**What the exercise asks**
Answer these questions from the workshop reflection below:
1. According to the writer, what is the one thing we can be sure of?
2. With what are in-silico operators now handling tasks?
3. In which city were the conversations held?

**Text segment**

# # # # # # #

This workshop also led me to considerations that marry the empirical and sentimental elements of experiences such as these. Primarily, although in-silico studies of biophysics continue advancing and improving at an unprecedented and impressive rate, I believe it will be a long time before we see data from classic “wet lab” experimentation with human conductors becoming completely obsolete. That said, I may be mere decades of discovery away from being proven entirely wrong. Scenarios such as this are, by nature, unpredictable, so we must embrace that one thing we can be sure of—the uncertainty. This principle is of course inherent to scientific research. I am proud to be part of a community that celebrates the change and diversity we see by pursuing activities to understand and better the world we inhabit. We now have opportunity to take this one step further into re-enforcement of international collaboration, another celebration of stepping into and benefiting from the unknown.
Technological progress also means humans across the globe are more connected than ever. We have clearly demonstrated our capacity for this as well as the need for worldwide communication. We must now take this a step further by fostering personal growth and reinforcing the importance of international collaboration in science. The pinnacle is uniting with people who have different approaches—whether from different research fields or parts of the world. This also comes back to the fact that in-silico operators are now handling tasks with greater precision and reliability, we are presented with a perfect opportunity to spend more time and effort on creating and fortifying interpersonal relationships.
Overall, conversations held in Tokyo highlighted the resilience and creativity required to pursue scientific research in different parts of the world. This creates the shared commitment to advancing knowledge through the universal language of science, making the international research community so vibrant and dynamic and one I am proud to be part of. Thanks to the organizers of the event, I am grateful for the influential experiences like those I had throughout the congress.

# # # # # # #

[Records from a data collection]

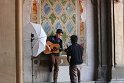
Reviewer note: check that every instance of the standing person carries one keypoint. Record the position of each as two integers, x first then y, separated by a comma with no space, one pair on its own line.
74,57
54,57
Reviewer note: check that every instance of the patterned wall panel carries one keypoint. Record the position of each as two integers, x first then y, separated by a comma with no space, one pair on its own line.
60,14
68,15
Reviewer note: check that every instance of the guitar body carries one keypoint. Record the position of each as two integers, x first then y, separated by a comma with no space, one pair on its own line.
51,48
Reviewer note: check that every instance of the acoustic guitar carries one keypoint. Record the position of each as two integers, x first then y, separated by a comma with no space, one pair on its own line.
51,48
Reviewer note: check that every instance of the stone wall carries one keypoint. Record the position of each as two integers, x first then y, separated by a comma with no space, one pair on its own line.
7,42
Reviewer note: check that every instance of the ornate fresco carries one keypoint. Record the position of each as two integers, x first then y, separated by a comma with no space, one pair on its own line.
68,15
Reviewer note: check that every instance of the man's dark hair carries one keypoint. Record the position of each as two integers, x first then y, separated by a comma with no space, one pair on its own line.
59,31
74,39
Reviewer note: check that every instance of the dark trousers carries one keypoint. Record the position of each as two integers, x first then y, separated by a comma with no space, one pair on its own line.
75,73
54,62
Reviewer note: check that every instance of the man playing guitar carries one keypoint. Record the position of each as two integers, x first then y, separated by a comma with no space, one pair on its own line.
54,45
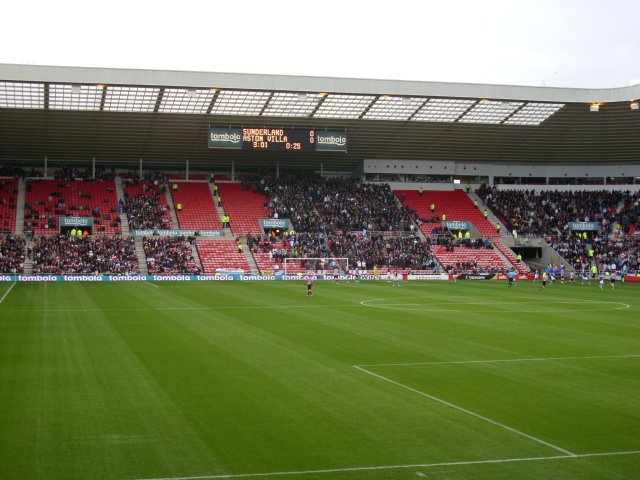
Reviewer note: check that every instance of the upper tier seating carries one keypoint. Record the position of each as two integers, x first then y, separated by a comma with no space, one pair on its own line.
486,259
48,200
455,204
12,254
58,254
146,206
198,210
220,254
506,251
192,176
8,197
243,206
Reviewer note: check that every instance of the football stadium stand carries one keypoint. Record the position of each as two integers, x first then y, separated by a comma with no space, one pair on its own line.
198,211
146,206
218,256
48,200
244,206
466,258
455,204
8,201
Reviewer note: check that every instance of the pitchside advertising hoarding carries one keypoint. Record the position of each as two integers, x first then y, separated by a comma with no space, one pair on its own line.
278,223
584,226
457,224
225,277
76,221
178,233
277,139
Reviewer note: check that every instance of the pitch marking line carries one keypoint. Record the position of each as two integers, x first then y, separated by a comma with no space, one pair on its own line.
468,412
7,292
396,467
434,307
159,309
506,360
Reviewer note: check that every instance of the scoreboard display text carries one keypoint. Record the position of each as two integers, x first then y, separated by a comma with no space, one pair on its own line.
277,139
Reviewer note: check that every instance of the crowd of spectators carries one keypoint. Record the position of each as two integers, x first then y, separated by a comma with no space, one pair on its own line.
62,254
541,213
548,214
292,196
403,252
170,255
146,210
12,254
348,204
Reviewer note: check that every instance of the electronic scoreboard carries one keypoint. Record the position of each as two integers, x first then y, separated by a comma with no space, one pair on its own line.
277,139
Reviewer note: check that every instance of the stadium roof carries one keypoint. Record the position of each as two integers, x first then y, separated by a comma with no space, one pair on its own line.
72,114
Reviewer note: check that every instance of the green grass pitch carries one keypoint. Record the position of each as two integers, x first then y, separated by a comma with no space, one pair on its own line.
434,380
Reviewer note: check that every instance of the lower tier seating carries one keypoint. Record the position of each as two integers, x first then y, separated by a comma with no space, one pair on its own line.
506,251
220,255
478,258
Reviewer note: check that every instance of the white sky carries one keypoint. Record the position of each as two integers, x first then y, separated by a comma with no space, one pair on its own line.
560,43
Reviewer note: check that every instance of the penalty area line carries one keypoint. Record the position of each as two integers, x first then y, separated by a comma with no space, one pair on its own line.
468,412
398,467
506,360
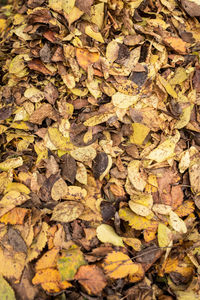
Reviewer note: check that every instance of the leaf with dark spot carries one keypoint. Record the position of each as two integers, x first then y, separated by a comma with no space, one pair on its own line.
68,168
107,210
100,164
16,241
5,113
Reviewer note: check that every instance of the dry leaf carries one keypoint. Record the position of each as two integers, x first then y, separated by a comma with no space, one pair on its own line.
91,278
119,265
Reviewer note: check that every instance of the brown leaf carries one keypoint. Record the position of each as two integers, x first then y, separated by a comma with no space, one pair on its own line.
91,278
51,93
68,168
5,112
43,112
84,5
37,65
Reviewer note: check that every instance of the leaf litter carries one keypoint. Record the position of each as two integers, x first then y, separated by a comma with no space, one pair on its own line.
99,161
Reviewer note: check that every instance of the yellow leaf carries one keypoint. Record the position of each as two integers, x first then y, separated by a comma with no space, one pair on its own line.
87,153
134,243
124,101
6,292
93,34
17,66
3,24
48,260
97,14
139,134
165,150
135,176
10,200
119,265
39,243
67,211
98,119
50,280
179,76
20,187
177,223
106,234
58,140
164,235
59,189
169,89
135,221
34,94
11,163
184,117
139,209
81,174
14,216
12,264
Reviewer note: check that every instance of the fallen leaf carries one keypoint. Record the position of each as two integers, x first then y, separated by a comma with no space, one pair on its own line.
67,211
106,234
177,223
69,263
119,265
6,292
164,235
91,278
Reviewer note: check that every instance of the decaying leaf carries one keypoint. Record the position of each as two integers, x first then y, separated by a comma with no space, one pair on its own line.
69,263
91,278
119,265
6,292
106,234
67,211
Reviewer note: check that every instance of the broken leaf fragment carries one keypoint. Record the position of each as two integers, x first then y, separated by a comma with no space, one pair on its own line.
67,211
135,176
164,235
106,234
11,163
69,263
50,280
10,200
119,265
91,278
177,223
17,66
140,132
6,292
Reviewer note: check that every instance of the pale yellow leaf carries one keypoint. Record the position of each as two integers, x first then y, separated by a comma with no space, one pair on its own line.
106,234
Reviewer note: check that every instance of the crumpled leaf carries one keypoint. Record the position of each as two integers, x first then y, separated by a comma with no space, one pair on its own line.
135,221
6,292
106,234
59,189
164,235
91,278
139,134
83,154
194,171
50,280
177,223
135,176
119,265
11,163
39,243
11,200
67,211
124,101
69,263
164,150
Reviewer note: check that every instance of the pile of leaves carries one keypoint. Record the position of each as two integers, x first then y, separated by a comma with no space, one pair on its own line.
100,139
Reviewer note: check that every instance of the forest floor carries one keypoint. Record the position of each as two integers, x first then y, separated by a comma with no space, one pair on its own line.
99,159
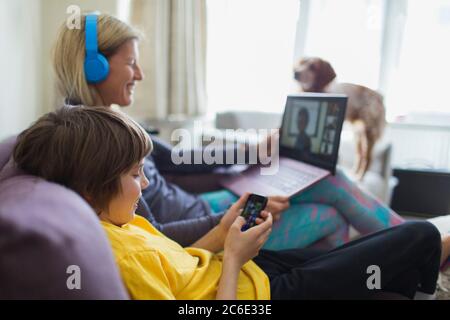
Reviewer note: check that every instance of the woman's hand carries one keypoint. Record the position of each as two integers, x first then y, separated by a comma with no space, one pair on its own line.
241,247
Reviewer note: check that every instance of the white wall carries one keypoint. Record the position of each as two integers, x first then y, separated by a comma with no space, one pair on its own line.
28,30
20,55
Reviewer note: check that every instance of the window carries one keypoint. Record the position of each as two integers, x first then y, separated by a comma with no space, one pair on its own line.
348,34
250,53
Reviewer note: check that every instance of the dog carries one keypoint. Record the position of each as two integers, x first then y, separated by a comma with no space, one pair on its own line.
365,107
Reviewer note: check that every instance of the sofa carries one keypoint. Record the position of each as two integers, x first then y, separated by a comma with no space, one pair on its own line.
51,242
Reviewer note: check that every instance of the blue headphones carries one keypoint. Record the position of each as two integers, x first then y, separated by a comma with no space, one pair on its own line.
96,66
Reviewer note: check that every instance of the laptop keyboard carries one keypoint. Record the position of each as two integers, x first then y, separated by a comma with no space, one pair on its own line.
287,179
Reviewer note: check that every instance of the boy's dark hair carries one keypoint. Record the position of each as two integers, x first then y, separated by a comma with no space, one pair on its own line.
84,149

# # # # # # #

**Task result**
1. The uncertainty.
2. Greater precision and reliability.
3. Tokyo.